## Exercise text
##############################

MEXICO CITY (AFP).- Ex-drug addict Fernando Rivera lived through hell as a youth from a poor and violent suburb of Mexico City -- until art saved him.

Now, aged 24, he smiles as he shows the mask with a skull design that he wears when he creates paintings with a spray-can.

After spending time in a rehab clinic, he ended up at the Arts and Crafts Factory (FARO), a network of municipal centers that have saved thousands like him from lives of drugs and violence.

"It is like being shipwrecked and then finding a place of refuge," he tells AFP.

B>Changing lives
The dead bodies of crime victims used to be found at dawn on the spot where the vast warehouses housing the FARO now stand, on the outskirts of the capital.

The spot is home to the Eastern FARO, offering free workshops in art, crafts, drama, literature and more to 2,000 locals.

Rivera started off at the center six years ago on a photography course and traveled the country taking pictures of folk customs.

That led to an interest in social anthropology, a subject he is now studying at university level.

Without the center, he says, "my life would have been totally different."

B>Arts versus drugs
"We are at war here against the gangs to see how you can recruit more young people -- with culture or with drugs," says award-winning photojournalist Jesus Villaseca, who teaches at the center.

He says authorities have neglected the surrounding Santa Martha Acatitla district.

Cracks run through the walls of the nearby houses and the ground, unrepaired following an earthquake.

There are two jails in the neighborhood but no university. That is where the FARO -- the acronym means "Lighthouse" in Spanish -- comes in.

It started 18 years ago and has since spawned three other similar centers in other troubled neighborhoods.

##############################

## Supplied data
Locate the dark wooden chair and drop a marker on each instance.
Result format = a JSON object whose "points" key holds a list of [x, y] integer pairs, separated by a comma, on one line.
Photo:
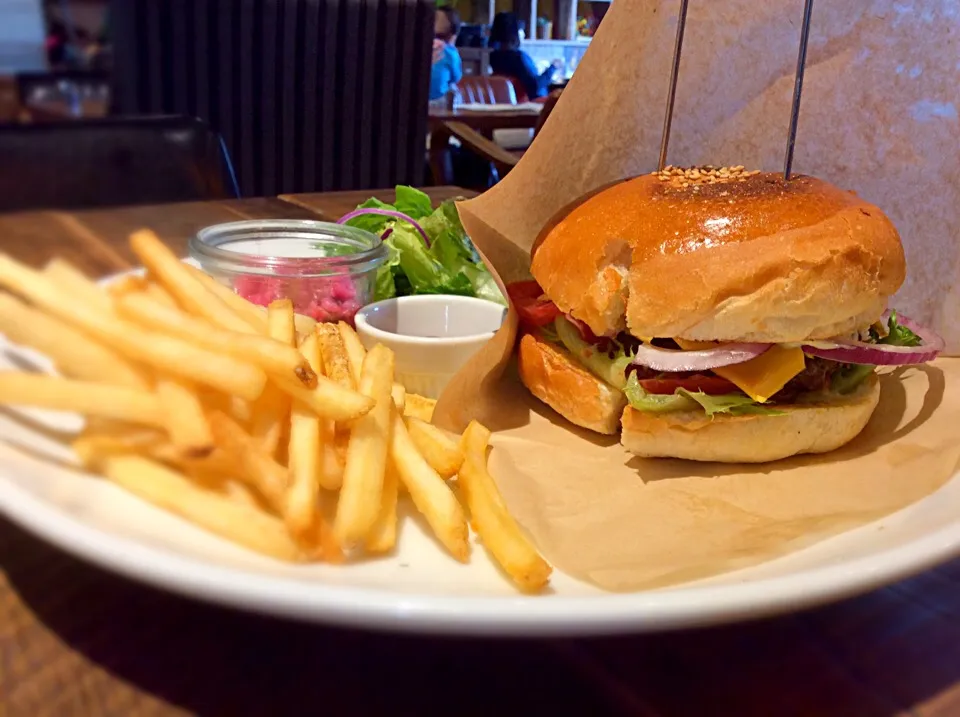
{"points": [[81, 164], [309, 95]]}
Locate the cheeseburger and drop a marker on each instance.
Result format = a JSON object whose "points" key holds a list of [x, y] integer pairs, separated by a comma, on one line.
{"points": [[716, 314]]}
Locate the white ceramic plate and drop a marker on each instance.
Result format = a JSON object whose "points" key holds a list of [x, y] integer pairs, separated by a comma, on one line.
{"points": [[421, 589]]}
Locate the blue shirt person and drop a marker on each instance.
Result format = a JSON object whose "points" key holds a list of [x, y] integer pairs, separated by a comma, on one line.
{"points": [[447, 68]]}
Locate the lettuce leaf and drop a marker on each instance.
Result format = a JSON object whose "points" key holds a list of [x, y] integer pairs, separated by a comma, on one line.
{"points": [[850, 376], [899, 335], [734, 404], [655, 402]]}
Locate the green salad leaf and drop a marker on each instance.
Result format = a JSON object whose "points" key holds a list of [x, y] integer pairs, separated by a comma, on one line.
{"points": [[451, 265], [734, 404], [412, 202], [850, 376]]}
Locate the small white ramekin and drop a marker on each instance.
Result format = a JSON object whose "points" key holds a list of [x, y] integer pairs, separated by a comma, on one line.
{"points": [[431, 335]]}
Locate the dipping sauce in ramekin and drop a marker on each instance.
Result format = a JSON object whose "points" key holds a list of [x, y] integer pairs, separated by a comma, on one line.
{"points": [[432, 336]]}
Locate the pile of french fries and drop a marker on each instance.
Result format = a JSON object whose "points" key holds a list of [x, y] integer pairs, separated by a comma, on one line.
{"points": [[257, 424]]}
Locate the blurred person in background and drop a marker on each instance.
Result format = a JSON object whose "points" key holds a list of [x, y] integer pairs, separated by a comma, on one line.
{"points": [[447, 68], [509, 60]]}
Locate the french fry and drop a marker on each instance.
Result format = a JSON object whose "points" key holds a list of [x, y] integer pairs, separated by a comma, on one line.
{"points": [[255, 316], [417, 406], [92, 444], [259, 469], [271, 414], [165, 353], [166, 267], [488, 513], [75, 354], [439, 450], [184, 417], [270, 355], [76, 283], [336, 363], [362, 490], [354, 349], [120, 403], [280, 322], [303, 456], [399, 394], [431, 495], [128, 284], [305, 324], [383, 535], [328, 399], [224, 516], [156, 292], [331, 464]]}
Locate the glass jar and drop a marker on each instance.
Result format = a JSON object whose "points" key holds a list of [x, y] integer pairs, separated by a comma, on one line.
{"points": [[327, 270]]}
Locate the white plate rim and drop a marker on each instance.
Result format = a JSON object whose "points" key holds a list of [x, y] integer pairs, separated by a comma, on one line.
{"points": [[528, 616]]}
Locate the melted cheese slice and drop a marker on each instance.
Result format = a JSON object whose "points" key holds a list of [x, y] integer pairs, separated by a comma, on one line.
{"points": [[762, 376]]}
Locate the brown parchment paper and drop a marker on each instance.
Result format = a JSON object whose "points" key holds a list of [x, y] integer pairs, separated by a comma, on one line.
{"points": [[879, 116]]}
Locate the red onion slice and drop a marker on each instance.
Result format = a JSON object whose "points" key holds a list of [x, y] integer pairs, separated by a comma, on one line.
{"points": [[701, 360], [859, 352], [386, 213]]}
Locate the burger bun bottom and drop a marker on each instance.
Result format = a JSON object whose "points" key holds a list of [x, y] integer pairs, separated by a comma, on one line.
{"points": [[552, 375]]}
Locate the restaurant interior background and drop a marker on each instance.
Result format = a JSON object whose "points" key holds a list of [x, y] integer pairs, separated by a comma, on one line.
{"points": [[79, 62]]}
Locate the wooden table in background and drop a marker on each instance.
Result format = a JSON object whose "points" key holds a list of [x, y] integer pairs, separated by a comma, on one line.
{"points": [[486, 122], [76, 640], [60, 110]]}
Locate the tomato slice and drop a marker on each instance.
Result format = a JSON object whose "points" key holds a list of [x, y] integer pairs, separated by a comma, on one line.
{"points": [[711, 385], [534, 308]]}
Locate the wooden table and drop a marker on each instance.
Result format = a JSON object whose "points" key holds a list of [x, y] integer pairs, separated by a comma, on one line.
{"points": [[60, 110], [445, 124], [487, 120], [75, 640]]}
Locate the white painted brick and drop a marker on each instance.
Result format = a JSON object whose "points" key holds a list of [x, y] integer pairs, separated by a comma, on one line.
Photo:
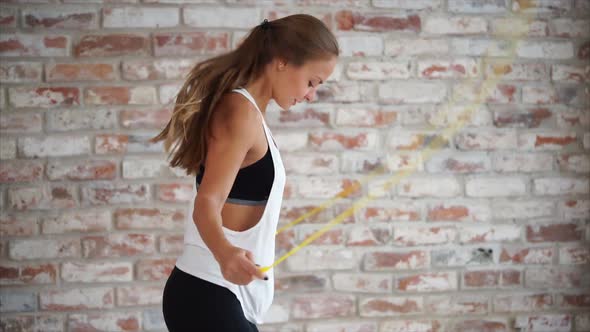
{"points": [[519, 209], [277, 313], [7, 148], [291, 141], [486, 140], [53, 146], [455, 25], [558, 50], [459, 116], [168, 92], [489, 233], [561, 186], [410, 92], [140, 17], [145, 168], [236, 18], [312, 259], [365, 283], [455, 68], [423, 235], [517, 27], [482, 47], [44, 249], [408, 4], [378, 70], [429, 186], [70, 120], [495, 186], [360, 45], [459, 163], [96, 272], [410, 47], [477, 6]]}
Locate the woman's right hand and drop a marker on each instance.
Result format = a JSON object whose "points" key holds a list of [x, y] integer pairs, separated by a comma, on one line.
{"points": [[238, 267]]}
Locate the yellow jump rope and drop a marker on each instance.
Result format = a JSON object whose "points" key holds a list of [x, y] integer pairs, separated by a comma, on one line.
{"points": [[464, 116]]}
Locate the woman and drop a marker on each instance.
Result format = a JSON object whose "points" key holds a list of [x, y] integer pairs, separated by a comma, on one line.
{"points": [[217, 132]]}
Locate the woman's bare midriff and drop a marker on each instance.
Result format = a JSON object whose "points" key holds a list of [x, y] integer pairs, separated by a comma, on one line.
{"points": [[241, 217], [238, 217]]}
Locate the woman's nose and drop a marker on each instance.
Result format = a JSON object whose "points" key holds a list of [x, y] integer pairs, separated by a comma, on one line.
{"points": [[310, 96]]}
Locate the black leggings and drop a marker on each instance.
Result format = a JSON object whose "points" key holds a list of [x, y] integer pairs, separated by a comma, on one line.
{"points": [[193, 304]]}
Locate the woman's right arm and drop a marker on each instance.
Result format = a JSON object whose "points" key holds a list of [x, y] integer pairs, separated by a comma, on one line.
{"points": [[233, 133]]}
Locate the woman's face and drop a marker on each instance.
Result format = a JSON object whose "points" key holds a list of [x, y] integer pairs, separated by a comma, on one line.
{"points": [[296, 84]]}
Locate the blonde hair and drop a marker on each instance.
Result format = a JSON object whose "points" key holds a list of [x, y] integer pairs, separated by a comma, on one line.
{"points": [[296, 39]]}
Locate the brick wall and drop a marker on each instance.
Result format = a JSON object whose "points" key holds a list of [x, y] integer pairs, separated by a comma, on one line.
{"points": [[486, 230]]}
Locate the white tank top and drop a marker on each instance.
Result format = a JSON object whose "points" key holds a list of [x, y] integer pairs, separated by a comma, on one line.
{"points": [[198, 260]]}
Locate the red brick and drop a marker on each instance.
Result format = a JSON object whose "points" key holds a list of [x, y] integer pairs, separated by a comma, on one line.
{"points": [[21, 72], [112, 45], [118, 245], [17, 323], [348, 20], [8, 17]]}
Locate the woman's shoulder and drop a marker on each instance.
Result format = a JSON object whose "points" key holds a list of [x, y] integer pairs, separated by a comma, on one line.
{"points": [[235, 112]]}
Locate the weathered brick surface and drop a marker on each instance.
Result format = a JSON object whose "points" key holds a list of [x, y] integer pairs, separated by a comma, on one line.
{"points": [[473, 115]]}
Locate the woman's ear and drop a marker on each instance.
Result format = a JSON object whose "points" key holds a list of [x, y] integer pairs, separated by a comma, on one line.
{"points": [[281, 64]]}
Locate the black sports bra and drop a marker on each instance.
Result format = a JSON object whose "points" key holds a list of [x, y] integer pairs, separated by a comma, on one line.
{"points": [[253, 182]]}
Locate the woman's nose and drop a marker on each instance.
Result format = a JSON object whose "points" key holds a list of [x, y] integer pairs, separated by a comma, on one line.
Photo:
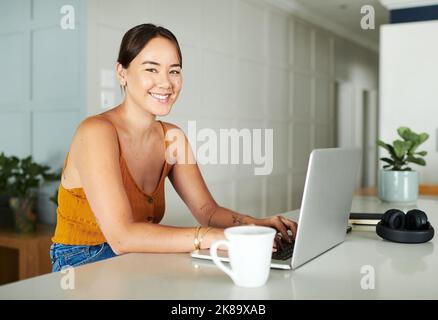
{"points": [[164, 82]]}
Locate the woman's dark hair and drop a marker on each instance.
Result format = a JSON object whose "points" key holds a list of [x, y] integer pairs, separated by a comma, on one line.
{"points": [[136, 38]]}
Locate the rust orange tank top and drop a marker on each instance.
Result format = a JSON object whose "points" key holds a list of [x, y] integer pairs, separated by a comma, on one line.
{"points": [[76, 223]]}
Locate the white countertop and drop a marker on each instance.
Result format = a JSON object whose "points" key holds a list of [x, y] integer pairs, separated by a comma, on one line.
{"points": [[402, 271]]}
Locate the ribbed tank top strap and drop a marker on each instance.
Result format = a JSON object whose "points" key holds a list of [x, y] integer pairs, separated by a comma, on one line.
{"points": [[165, 132]]}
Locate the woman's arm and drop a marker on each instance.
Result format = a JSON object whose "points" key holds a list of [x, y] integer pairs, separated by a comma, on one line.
{"points": [[189, 184], [96, 157]]}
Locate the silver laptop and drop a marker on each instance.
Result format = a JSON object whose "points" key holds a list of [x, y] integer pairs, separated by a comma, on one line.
{"points": [[325, 208]]}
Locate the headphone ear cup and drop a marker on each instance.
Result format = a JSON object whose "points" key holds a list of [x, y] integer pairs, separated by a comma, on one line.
{"points": [[394, 219], [397, 220], [416, 220], [386, 215]]}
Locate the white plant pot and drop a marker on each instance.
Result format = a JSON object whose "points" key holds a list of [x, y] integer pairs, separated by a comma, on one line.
{"points": [[398, 186]]}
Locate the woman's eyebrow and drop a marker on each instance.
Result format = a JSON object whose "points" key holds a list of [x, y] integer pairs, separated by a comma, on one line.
{"points": [[156, 63]]}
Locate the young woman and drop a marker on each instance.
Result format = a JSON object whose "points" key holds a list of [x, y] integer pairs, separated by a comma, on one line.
{"points": [[111, 195]]}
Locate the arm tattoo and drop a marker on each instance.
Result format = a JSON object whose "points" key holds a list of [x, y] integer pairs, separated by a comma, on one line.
{"points": [[237, 220]]}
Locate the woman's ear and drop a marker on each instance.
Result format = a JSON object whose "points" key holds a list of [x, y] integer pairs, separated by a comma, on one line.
{"points": [[121, 74]]}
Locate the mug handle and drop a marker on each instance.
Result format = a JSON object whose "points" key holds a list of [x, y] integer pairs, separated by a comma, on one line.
{"points": [[220, 264]]}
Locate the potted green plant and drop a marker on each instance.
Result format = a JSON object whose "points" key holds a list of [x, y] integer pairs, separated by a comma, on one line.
{"points": [[397, 181], [27, 176]]}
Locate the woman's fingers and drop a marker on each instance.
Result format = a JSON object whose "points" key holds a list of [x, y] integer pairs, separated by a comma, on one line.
{"points": [[281, 227], [291, 225]]}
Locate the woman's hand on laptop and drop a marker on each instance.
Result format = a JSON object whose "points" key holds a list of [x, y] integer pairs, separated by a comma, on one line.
{"points": [[281, 224]]}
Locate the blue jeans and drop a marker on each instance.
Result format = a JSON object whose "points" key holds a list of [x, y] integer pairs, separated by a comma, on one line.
{"points": [[66, 255]]}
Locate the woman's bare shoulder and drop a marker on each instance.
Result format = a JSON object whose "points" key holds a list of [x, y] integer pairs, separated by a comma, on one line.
{"points": [[95, 133]]}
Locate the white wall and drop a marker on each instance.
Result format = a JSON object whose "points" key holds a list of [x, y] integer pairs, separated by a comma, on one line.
{"points": [[42, 88], [356, 71], [246, 64], [408, 86]]}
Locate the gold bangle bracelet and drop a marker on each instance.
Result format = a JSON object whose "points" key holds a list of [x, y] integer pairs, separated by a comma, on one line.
{"points": [[202, 237], [196, 242]]}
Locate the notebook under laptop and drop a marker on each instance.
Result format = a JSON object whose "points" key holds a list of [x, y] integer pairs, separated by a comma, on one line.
{"points": [[325, 207]]}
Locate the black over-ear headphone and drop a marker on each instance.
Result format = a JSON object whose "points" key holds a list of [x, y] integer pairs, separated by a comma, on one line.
{"points": [[412, 227]]}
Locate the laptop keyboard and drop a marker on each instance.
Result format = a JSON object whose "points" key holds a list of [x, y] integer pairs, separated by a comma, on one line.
{"points": [[284, 250]]}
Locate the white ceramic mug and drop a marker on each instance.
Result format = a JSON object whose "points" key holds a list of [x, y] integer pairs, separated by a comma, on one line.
{"points": [[249, 251]]}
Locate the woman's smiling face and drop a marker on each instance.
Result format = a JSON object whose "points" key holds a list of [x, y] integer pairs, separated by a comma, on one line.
{"points": [[153, 78]]}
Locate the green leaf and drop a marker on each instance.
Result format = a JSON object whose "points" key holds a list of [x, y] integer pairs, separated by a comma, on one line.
{"points": [[387, 160], [421, 153], [423, 137], [419, 161], [405, 133], [400, 148]]}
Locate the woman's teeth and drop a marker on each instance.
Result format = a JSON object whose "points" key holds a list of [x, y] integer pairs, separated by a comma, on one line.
{"points": [[160, 97]]}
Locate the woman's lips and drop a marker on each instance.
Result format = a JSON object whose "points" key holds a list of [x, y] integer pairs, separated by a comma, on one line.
{"points": [[162, 98]]}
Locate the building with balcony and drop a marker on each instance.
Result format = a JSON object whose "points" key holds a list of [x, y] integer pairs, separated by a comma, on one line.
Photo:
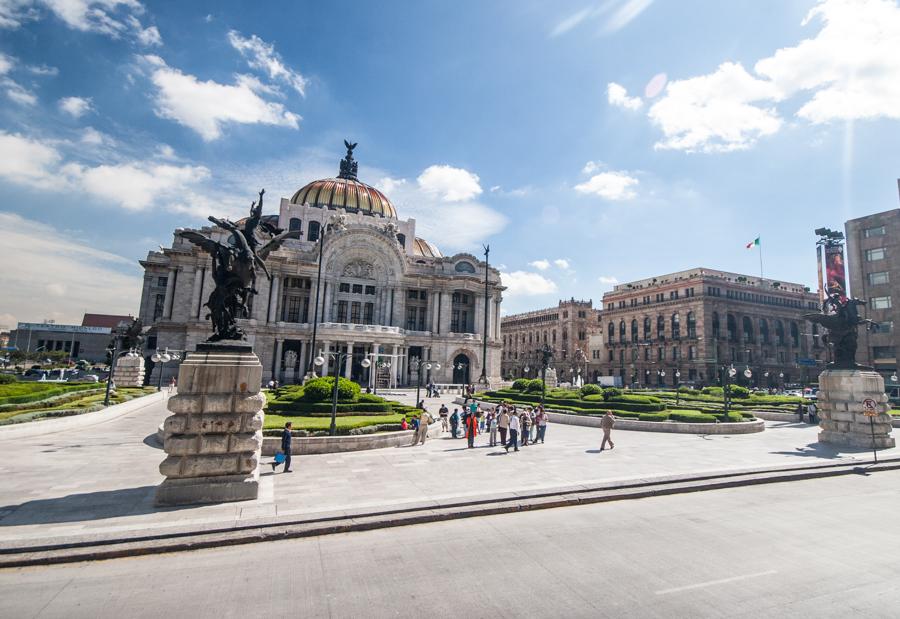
{"points": [[566, 329], [683, 328], [385, 293], [873, 257]]}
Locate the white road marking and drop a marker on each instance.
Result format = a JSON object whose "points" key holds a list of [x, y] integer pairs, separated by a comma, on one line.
{"points": [[710, 583]]}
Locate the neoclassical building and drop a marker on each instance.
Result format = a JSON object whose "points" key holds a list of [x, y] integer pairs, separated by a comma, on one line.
{"points": [[385, 293]]}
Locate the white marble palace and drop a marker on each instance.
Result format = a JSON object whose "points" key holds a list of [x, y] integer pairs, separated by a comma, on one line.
{"points": [[385, 294]]}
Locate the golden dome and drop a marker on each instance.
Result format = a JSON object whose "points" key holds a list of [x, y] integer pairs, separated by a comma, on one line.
{"points": [[346, 192], [421, 247]]}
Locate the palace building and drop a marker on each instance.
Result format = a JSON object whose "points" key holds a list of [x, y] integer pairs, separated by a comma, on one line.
{"points": [[385, 294], [683, 328]]}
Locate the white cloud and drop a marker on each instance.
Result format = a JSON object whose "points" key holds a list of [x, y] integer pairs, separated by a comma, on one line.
{"points": [[28, 162], [610, 186], [76, 107], [449, 184], [526, 284], [618, 96], [715, 112], [263, 57], [52, 264], [849, 70], [17, 93], [442, 202], [205, 106]]}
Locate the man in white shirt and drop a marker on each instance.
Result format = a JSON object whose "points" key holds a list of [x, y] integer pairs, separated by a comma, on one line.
{"points": [[513, 433]]}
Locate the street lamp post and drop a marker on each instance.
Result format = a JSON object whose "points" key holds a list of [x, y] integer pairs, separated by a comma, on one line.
{"points": [[338, 357]]}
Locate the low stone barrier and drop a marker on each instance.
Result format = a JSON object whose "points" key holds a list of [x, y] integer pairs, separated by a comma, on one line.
{"points": [[309, 445], [678, 427]]}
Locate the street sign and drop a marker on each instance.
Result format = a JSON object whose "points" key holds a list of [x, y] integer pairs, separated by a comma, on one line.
{"points": [[870, 408]]}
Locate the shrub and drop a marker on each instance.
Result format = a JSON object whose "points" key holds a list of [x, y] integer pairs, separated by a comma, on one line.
{"points": [[653, 417], [590, 389], [611, 392], [535, 385], [520, 384], [736, 391], [319, 390]]}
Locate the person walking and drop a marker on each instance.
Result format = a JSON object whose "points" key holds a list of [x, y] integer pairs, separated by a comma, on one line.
{"points": [[422, 430], [454, 423], [285, 448], [503, 424], [471, 428], [542, 425], [513, 433], [525, 423], [607, 423], [492, 426], [444, 413]]}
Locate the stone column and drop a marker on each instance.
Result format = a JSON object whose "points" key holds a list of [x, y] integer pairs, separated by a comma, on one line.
{"points": [[195, 293], [841, 409], [273, 300], [348, 364], [170, 291], [214, 436]]}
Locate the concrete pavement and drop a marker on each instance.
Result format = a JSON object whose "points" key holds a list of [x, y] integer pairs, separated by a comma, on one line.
{"points": [[823, 548], [97, 482]]}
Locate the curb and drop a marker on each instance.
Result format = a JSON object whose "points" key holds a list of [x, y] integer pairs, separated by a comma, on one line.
{"points": [[432, 511]]}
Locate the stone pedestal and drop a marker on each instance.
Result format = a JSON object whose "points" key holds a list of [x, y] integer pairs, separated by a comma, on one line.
{"points": [[840, 409], [214, 436], [129, 371]]}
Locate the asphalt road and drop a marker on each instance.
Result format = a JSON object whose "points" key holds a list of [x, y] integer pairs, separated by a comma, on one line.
{"points": [[821, 548]]}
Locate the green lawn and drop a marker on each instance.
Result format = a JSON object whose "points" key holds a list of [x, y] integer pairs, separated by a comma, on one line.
{"points": [[314, 424]]}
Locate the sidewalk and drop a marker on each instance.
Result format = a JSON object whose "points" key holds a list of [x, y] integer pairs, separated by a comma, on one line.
{"points": [[98, 481]]}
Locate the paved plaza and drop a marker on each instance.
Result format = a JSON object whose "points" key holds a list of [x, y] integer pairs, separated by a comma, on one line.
{"points": [[818, 548], [96, 477]]}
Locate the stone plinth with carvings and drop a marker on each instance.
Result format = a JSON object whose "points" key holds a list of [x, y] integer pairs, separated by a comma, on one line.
{"points": [[214, 435], [841, 414]]}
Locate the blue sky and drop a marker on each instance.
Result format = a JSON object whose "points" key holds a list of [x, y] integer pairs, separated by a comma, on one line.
{"points": [[588, 143]]}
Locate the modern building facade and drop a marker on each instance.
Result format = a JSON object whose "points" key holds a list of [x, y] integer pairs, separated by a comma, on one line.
{"points": [[685, 327], [384, 292], [873, 253], [566, 329]]}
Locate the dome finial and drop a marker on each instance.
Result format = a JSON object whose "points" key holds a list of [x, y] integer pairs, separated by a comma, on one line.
{"points": [[349, 167]]}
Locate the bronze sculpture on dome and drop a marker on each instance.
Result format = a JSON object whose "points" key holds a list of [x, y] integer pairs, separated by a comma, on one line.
{"points": [[234, 267]]}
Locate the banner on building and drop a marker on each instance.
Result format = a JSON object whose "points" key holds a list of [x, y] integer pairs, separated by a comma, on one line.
{"points": [[835, 274]]}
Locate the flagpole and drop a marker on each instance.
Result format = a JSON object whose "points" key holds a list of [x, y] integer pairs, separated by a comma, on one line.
{"points": [[760, 257]]}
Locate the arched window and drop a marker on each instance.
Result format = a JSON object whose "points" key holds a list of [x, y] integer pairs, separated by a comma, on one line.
{"points": [[312, 231], [764, 330], [747, 329]]}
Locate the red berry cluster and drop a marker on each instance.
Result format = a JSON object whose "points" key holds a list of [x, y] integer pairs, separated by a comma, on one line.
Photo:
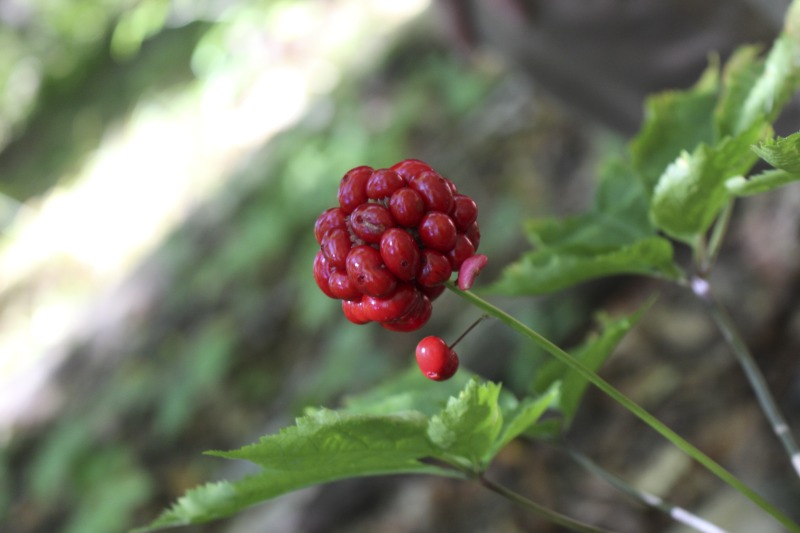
{"points": [[396, 237]]}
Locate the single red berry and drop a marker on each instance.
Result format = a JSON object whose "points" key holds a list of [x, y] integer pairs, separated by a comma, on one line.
{"points": [[462, 250], [369, 221], [474, 235], [328, 220], [394, 307], [452, 186], [437, 231], [436, 359], [336, 245], [434, 268], [354, 311], [383, 183], [434, 190], [342, 287], [407, 207], [322, 272], [408, 168], [400, 253], [367, 271], [465, 212], [353, 188], [414, 319]]}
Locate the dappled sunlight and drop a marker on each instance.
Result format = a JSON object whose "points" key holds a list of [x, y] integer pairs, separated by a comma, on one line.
{"points": [[257, 72]]}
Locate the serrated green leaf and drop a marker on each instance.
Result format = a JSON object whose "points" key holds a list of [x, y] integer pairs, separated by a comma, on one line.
{"points": [[674, 122], [540, 272], [760, 183], [325, 437], [739, 77], [409, 391], [781, 152], [523, 416], [778, 81], [691, 192], [592, 353], [320, 448], [469, 425]]}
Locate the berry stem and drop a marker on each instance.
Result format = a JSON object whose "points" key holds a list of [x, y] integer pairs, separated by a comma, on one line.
{"points": [[702, 289], [481, 319], [681, 443], [543, 512], [652, 501]]}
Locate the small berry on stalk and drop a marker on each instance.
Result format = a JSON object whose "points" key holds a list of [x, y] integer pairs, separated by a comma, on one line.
{"points": [[436, 359]]}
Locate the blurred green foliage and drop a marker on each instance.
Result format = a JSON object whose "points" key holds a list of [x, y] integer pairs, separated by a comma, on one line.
{"points": [[236, 334]]}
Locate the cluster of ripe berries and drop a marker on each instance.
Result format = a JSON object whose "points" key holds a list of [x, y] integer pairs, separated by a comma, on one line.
{"points": [[396, 237]]}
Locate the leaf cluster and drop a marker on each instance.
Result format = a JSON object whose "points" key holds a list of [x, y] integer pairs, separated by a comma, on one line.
{"points": [[690, 160]]}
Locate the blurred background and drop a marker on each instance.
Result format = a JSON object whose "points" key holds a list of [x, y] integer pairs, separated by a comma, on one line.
{"points": [[161, 167]]}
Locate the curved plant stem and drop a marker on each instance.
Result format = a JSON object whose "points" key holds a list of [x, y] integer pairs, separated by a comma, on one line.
{"points": [[702, 289], [681, 443], [678, 514], [543, 512]]}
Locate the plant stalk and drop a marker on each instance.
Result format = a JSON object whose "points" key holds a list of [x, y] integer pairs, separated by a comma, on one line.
{"points": [[681, 443], [678, 514], [702, 289], [544, 512]]}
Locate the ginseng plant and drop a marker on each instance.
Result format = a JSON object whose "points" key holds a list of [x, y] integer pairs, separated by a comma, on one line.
{"points": [[400, 236]]}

##############################

## Activity A
Answer these questions using the article about the FARO arts centers in Mexico City:
(i) How old is Fernando Rivera now?
(ii) How many locals does the Eastern FARO offer free workshops to?
(iii) What does the acronym FARO mean in Spanish?
## Activity B
In one to three sentences, explain how Fernando Rivera came to study social anthropology, as the FARO article describes it.
## Activity C
Continue the article about the FARO arts centers, starting after its last sentence.
The data comes from a source separate from the article.

## Result A
(i) He is 24.
(ii) 2,000 locals.
(iii) It means "Lighthouse."

## Result B
Rivera began at the center six years ago with a photography course, and he then traveled the country taking pictures of folk customs. That work led to an interest in social anthropology, which he now studies at university level.

## Result C
One of Villaseca's students, Emiliano Lopez, aged just 12, has been taking photographs since he was six. He specializes in pictures of demonstrations.

"Photographing protests is a way to give a voice to people," he says, "and also to express my own complaints."

B>Escape from violence
Alam Yael Bernal recalls that his aunt brought him to the center "almost by force" when he was a child.

He was living with relatives after seeing his mother killed in a shoot-out that landed his father in jail when Alam was 11.

Many of his old schoolmates are either dead, jobless or in gangs. But Bernal, now 23, is studying politics at FARO.

He wants to study to become a journalist to report on politics and social justice.

On arriving, "I believed in nothing. I did not trust the institutions," he recalls. "This helped me find a way out."

B>Hip-hop survivor
Guadalupe Vallejo, 39, records her own hip-hop songs in a studio at the FARO.

She had a birth defect that has caused her to have a speech impediment and means she has to use a wheelchair.

"Don't hold back. Look at what I have done. I never stopped fighting," she says, in the lyrics of one of her songs.

"You will not fall, and if you do, you'll get back up."